> Exercise description
Copy every record below, exactly as written.

> Excerpted records

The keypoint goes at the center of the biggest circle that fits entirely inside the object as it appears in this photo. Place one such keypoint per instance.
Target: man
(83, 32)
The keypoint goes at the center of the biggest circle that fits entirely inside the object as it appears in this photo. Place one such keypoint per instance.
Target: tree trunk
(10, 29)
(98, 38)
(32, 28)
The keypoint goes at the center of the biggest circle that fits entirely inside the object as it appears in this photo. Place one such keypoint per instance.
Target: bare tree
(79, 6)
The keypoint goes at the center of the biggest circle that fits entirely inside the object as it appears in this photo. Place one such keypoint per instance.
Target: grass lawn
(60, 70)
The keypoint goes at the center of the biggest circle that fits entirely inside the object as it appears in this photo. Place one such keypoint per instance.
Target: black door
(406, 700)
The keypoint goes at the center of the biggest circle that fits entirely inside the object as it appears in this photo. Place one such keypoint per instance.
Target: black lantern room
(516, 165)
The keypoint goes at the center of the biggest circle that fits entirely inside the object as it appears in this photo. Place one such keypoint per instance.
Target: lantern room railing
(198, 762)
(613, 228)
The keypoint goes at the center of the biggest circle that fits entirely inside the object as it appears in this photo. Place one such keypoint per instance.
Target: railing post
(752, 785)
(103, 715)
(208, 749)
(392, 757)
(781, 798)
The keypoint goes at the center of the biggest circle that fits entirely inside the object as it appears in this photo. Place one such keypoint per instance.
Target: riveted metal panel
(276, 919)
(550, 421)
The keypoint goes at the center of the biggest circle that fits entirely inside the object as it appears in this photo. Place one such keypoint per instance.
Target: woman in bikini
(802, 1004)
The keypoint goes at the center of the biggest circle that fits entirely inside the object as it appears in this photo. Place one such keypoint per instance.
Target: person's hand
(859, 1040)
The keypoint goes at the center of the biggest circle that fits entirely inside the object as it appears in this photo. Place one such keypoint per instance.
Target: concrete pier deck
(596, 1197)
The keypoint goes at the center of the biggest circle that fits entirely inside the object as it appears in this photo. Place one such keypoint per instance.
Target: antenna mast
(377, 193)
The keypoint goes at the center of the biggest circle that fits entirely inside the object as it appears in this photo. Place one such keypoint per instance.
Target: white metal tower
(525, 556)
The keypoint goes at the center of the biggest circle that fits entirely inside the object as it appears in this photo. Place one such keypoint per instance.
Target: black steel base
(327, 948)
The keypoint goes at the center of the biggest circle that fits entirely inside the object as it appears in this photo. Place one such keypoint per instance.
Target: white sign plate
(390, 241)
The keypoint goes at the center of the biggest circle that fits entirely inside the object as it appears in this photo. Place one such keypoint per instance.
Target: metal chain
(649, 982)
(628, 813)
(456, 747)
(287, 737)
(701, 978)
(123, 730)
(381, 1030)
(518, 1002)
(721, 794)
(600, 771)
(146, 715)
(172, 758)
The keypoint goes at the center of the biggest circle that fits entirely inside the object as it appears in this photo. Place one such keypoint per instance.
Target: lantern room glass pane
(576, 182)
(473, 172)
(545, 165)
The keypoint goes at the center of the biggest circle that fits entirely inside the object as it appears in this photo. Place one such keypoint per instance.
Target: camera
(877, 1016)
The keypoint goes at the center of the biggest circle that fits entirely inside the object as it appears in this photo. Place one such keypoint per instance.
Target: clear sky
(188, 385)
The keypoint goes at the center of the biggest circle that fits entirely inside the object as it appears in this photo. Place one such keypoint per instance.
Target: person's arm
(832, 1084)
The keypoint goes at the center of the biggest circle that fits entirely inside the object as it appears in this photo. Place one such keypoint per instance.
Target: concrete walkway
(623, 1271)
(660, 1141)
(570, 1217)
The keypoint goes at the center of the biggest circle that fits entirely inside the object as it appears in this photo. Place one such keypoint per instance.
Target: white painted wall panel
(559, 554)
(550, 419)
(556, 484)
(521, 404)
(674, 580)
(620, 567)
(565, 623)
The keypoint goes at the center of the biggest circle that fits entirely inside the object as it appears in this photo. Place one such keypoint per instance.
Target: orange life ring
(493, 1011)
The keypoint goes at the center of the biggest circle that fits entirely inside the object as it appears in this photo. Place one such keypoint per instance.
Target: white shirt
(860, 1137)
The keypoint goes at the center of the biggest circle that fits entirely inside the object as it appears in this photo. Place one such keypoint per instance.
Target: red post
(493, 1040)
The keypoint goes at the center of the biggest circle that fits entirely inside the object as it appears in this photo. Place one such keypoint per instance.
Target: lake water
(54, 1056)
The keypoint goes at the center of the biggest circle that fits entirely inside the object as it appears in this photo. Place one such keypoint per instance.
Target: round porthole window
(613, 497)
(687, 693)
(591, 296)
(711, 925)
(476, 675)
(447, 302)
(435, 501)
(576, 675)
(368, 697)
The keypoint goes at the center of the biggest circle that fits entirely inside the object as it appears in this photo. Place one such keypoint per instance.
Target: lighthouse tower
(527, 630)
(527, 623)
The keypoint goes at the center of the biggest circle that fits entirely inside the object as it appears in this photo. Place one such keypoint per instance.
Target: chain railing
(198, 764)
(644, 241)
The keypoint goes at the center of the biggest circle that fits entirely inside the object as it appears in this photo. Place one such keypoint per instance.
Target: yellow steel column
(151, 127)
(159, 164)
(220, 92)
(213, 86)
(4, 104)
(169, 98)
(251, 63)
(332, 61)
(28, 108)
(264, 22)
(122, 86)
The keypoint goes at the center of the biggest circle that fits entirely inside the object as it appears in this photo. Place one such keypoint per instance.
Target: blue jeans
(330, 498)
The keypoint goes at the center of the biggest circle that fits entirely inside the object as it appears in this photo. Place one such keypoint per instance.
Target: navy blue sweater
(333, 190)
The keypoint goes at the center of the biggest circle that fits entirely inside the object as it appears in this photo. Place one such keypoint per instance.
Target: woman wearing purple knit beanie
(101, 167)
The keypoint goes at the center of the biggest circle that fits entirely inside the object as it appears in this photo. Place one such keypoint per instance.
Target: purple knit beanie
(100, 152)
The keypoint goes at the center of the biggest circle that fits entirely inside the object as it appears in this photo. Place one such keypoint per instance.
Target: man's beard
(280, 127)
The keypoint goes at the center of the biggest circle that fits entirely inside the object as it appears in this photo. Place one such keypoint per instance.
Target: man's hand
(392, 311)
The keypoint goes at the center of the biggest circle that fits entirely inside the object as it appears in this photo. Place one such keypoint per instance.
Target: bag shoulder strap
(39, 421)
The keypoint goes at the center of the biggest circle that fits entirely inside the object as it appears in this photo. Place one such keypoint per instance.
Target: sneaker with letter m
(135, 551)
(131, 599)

> Exercise solution
The keypoint goes at the center of the biggest circle that fits entirely inside the object as it appears in this photo. Place one such keypoint per instance.
Target: man
(83, 32)
The keypoint goes at the center of the biggest circle that fits entirely inside the object as it appears in this photo. Place one such keypoint per instance.
Target: tree trunk
(10, 29)
(98, 38)
(32, 28)
The keypoint goes at the center of the biggest circle that fits entirely inside the object as it appears in this photo. Place one such keypoint per instance.
Target: bare tree
(79, 6)
The keypoint goes at the center of the biggest circle that fits entirely inside the object as it appears in this photo. Place one such keypoint per instance.
Target: grass lawn
(60, 70)
The keypoint goes at the center of the biggest circle that fits entirely inside the object as it appears in this photo. Place one such keypoint per instance.
Target: black door
(406, 700)
The keypoint goes at the center of the biggest circle that fits entirely inside the object as it appears in this photo. Place one such keypoint per instance.
Target: black lantern room
(516, 165)
The keypoint goes at the center of the biggest circle that fits entirely inside the object as it appears in this photo. Place one such keypoint per instance.
Target: lantern room railing
(198, 762)
(613, 228)
The keypoint goes at the center of the biggest circle that fits entirely inside the object as it appears in this photo. Place one such keypoint per instance.
Target: railing post
(752, 785)
(103, 715)
(208, 749)
(392, 757)
(781, 798)
The keypoint goes at the center of the biggest circle that fits entirely inside the object as it appears in this photo. Place one such keypoint per instance.
Target: riveted metal panel
(276, 919)
(550, 421)
The keypoint goes at the center of the biggest circle that fits entirely inside the object as it appears in this photo. Place one such keypoint per instance.
Target: woman in bikini
(802, 1004)
The keypoint goes at the center of the biggest circle that fits entirely inside the object as it appears in this photo. Place one such keypoint per instance.
Target: person's hand
(859, 1040)
The keypoint goes at the center of the biggest circle that fits entirely inside the object as it appears in this photo. Place one such keypoint per instance.
Target: concrete pier deck
(596, 1197)
The keypoint goes at the center of the biggest circle that fits entirely inside the object as it appears in this photo. Place one such keypoint per instance.
Target: antenna mast
(377, 193)
The keypoint goes at the center of the biggest circle that fits entirely inside the object as it appears in this photo. Place one such keypoint per instance.
Target: white metal tower
(525, 556)
The keypoint goes at the center of the biggest circle that fits entirely inside the object as it appears in this photo. Place one such keypoint per instance.
Target: black steel base
(327, 948)
The keypoint goes at the center of the biggest circle that fits entirely inside the object as it appears in this photo. Place one such keypoint per instance.
Target: white sign plate
(390, 241)
The keypoint goes at the center of the biggest circle that fits entirely inside the object as it appears in this photo. Place one such keypoint per instance.
Target: metal chain
(649, 982)
(628, 813)
(456, 747)
(287, 737)
(701, 978)
(123, 730)
(381, 1030)
(518, 1002)
(721, 794)
(600, 771)
(146, 715)
(172, 758)
The keypoint goes at the center of the biggest circle that fits entirely inside the object as it appears in this photo. Place one such keypoint per instance.
Target: lantern room glass pane
(576, 182)
(473, 172)
(545, 165)
The keypoint goes at the center of the biggest circle that fits entirely inside the object as it appears in this photo. Place one such keypoint per instance.
Target: camera
(877, 1016)
The keypoint goes at the center of the biggest circle that fits entirely inside the object as it appears in this photo. Place one such keypoint per instance.
Target: clear sky
(188, 385)
The keypoint goes at the center of the biggest circle that fits entirely inside the object as it appears in this photo. Place one such keypoint per instance.
Target: person's arm
(832, 1084)
The keypoint goes at the center of the biggest circle that fits entirely inside the object as it appears in this photo. Place one such keypoint per instance.
Target: concrete walkway
(623, 1271)
(660, 1141)
(570, 1217)
The keypoint goes at the center of the biggest circle that fits entirely inside the object as it appears in this photo. Place one such keypoint per instance.
Target: white painted wall panel
(559, 554)
(550, 419)
(556, 484)
(521, 404)
(674, 580)
(620, 567)
(565, 623)
The keypoint goes at the center of the biggest circle that fits entirely inside the object as it appears in this photo. Place one such keypoint per instance.
Target: orange life ring
(493, 1011)
The keypoint goes at the center of the biggest circle that fits entirely inside the object as it appears in this photo. Place one such keypoint per instance.
Target: white shirt
(860, 1137)
The keypoint goes at the center of the biggest circle that fits entirely inside the object as it appears in this photo. Place one such keypoint per instance.
Target: red post
(493, 1040)
The keypoint goes at the center of the biggest circle that fits entirely inside the object as it appears in this photo. Place one such keypoint per instance.
Target: lake water
(54, 1056)
The keypoint goes at the center of the biggest circle that fits entirely inside the object as it appears in this photo. Place one such keypoint per instance.
Target: round porthole window
(613, 497)
(687, 693)
(591, 296)
(711, 925)
(476, 675)
(447, 302)
(435, 501)
(576, 675)
(368, 697)
The keypoint goes at the center of the biggest circle that fits entirely inside the object as it appears in this photo. Place one such keypoint per instance.
Target: lighthouse tower
(527, 630)
(527, 623)
The keypoint goes at the center of the biggest circle that fits entirely inside the object as it appears in this photo. Place one such keypoint per instance.
Target: chain railing
(198, 764)
(644, 241)
The keypoint goes at the center of the biggest circle that fits entirely inside the object as it appears in this photo. Place one such keypoint per instance.
Target: yellow steel column
(151, 127)
(159, 164)
(220, 92)
(213, 86)
(4, 104)
(169, 98)
(251, 63)
(332, 61)
(28, 108)
(264, 22)
(122, 86)
The keypoint goes at the center of the biggest circle that fits entirely inside the object as it appears in this photo. Place one such keypoint per instance.
Target: blue jeans
(330, 498)
The keypoint goes at the center of the biggest circle that fits entirely inside the object as it appears in this photo. Place one such keypoint per instance.
Target: navy blue sweater
(333, 190)
The keypoint goes at the center of the biggest circle that fits entirely inside the object as it appears in this photo. Place one such keypoint per instance.
Target: woman wearing purple knit beanie
(101, 167)
The keypoint goes at the center of the biggest circle that fits entirely inside the object as it appears in this photo. Place one such keypoint per instance.
Target: purple knit beanie
(100, 152)
The keypoint goes at the center of the biggest circle that fits entirely inside the object as it appears in this photo. Place one such keypoint per instance.
Target: man's beard
(280, 127)
The keypoint goes at the center of the biggest circle that fits entirely inside the object as it appears in this photo. Place one such keypoint per instance.
Target: man's hand
(392, 311)
The keypoint goes at the center of the biggest circle that fits entirely inside the object as it appears in this photo. Place one such keypoint per instance.
Target: bag shoulder strap
(39, 421)
The keypoint goes at the center of the biggest circle that fits entirely inside the object as it appears in this photo. Place one such keypoint per instance.
Target: sneaker with letter m
(135, 551)
(131, 599)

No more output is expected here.